SET EXERCISE A.
Reproduce the passage on Missouri in 1861, starting at "On July 29, 1861, Missouri" and ending at "City in May.".
SET EXERCISE B.
Using the passage on Missouri in 1861, answer these:
(i) In front of what building did the crowd Jackson addressed on July 29, 1861, assemble?
(ii) Who traveled east with Jackson in mid-June?
(iii) In what part of Missouri did Sterling Price train his volunteer soldiers?

DOCUMENT EXTRACT.

:::

On July 29, 1861, Missouri Governor Claiborne Jackson addressed a “large crowd assembled in front of the Spotswood House [Hotel]” on the desperate situation out west in his home state. In mid-June, Jackson and former senator and pro-secessionist David Rice Atchison traveled east to the Confederate capital as a diplomatic plea for help with President Jefferson Davis. At the same time, commander of the pro-Confederate Missouri State Guard Sterling Price trained his inexperienced volunteer soldiers in southwest Missouri preparing for a rematch against Brig. Gen. Nathaniel Lyon’s Army of the West that had ousted the secessionists from the state capital at Jefferson City in May.

:::

Location labeling records:
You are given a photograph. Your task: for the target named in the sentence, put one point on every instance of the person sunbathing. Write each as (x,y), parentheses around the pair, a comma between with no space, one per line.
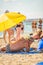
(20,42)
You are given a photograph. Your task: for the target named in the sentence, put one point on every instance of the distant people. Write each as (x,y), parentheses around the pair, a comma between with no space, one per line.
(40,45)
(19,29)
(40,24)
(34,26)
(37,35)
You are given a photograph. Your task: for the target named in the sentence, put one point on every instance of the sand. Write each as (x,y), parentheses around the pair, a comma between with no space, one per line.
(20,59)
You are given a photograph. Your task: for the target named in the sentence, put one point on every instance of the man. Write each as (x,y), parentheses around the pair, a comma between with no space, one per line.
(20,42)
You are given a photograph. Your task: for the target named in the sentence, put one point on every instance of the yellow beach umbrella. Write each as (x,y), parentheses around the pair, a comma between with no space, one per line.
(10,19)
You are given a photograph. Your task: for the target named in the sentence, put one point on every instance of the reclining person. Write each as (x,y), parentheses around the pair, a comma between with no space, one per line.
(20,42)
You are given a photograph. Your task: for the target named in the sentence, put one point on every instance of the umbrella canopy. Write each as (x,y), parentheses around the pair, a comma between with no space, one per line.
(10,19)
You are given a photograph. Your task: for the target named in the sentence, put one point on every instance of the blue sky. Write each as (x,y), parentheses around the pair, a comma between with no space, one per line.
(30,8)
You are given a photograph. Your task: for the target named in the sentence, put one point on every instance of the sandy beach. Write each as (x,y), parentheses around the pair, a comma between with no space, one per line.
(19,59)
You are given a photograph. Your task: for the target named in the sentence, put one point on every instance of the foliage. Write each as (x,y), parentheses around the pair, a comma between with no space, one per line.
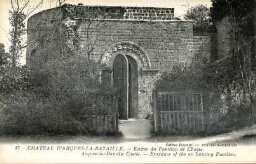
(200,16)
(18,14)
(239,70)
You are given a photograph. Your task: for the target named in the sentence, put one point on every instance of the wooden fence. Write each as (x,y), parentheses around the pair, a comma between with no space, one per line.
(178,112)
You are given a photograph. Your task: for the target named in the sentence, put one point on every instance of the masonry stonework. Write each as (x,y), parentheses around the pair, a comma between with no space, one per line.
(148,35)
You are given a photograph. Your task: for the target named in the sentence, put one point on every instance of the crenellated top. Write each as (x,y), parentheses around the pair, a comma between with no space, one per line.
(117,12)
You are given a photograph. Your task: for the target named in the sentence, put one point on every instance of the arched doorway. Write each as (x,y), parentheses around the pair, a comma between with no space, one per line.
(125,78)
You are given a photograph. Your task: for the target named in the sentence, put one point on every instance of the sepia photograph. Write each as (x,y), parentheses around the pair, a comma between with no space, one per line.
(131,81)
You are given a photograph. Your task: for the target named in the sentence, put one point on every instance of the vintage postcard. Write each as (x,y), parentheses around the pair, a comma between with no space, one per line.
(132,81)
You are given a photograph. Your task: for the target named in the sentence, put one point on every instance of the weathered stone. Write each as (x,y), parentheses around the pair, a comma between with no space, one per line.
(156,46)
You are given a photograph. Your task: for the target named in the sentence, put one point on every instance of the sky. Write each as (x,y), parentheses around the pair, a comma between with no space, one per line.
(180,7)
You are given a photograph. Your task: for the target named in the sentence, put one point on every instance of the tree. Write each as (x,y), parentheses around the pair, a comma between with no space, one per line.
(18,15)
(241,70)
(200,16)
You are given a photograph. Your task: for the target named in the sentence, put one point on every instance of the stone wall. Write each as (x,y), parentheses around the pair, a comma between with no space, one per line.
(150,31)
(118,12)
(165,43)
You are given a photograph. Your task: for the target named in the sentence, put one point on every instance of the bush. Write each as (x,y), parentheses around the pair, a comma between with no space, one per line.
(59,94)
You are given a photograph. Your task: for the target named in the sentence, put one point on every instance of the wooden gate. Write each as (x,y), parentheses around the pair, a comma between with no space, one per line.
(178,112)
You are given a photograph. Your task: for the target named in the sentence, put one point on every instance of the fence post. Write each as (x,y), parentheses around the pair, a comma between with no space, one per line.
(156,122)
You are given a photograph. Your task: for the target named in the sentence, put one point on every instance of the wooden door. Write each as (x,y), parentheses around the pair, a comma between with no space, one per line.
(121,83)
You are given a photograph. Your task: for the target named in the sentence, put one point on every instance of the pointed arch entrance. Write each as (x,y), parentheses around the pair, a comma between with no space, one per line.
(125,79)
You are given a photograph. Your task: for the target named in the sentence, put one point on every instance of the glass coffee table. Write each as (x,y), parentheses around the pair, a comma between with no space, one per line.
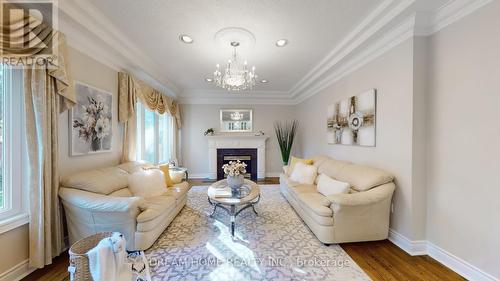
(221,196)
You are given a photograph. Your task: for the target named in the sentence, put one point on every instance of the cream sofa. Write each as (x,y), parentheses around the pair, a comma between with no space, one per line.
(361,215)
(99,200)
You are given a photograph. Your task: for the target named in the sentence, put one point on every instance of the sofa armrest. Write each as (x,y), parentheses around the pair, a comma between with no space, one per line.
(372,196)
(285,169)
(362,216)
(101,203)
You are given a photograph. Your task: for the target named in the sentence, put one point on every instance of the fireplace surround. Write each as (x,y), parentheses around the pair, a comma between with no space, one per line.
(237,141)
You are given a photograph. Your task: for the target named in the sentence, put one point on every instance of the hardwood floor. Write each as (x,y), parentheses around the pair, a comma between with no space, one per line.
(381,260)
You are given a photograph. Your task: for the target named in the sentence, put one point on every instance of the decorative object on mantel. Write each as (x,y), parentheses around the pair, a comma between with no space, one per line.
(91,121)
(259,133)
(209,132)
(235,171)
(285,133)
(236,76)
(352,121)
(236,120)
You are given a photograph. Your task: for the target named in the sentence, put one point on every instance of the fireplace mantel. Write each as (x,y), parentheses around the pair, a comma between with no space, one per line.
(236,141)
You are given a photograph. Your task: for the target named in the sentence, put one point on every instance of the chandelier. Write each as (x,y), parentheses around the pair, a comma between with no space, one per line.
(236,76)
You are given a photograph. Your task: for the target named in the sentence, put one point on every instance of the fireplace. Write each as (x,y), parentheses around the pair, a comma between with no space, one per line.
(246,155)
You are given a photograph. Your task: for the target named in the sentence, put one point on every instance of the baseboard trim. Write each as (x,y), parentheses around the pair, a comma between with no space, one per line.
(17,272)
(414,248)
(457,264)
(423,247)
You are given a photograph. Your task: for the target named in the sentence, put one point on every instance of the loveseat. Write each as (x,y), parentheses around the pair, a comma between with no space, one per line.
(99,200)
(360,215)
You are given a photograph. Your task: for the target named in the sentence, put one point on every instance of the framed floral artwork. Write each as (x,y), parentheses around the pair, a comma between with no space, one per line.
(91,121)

:::

TASK RESPONSE A.
On July 29, 1861, Missouri Governor Claiborne Jackson addressed a “large crowd assembled in front of the Spotswood House [Hotel]” on the desperate situation out west in his home state. In mid-June, Jackson and former senator and pro-secessionist David Rice Atchison traveled east to the Confederate capital as a diplomatic plea for help with President Jefferson Davis. At the same time, commander of the pro-Confederate Missouri State Guard Sterling Price trained his inexperienced volunteer soldiers in southwest Missouri preparing for a rematch against Brig. Gen. Nathaniel Lyon’s Army of the West that had ousted the secessionists from the state capital at Jefferson City in May.

TASK RESPONSE B.
(i) The Spotswood House [Hotel]
(ii) David Rice Atchison
(iii) Southwest Missouri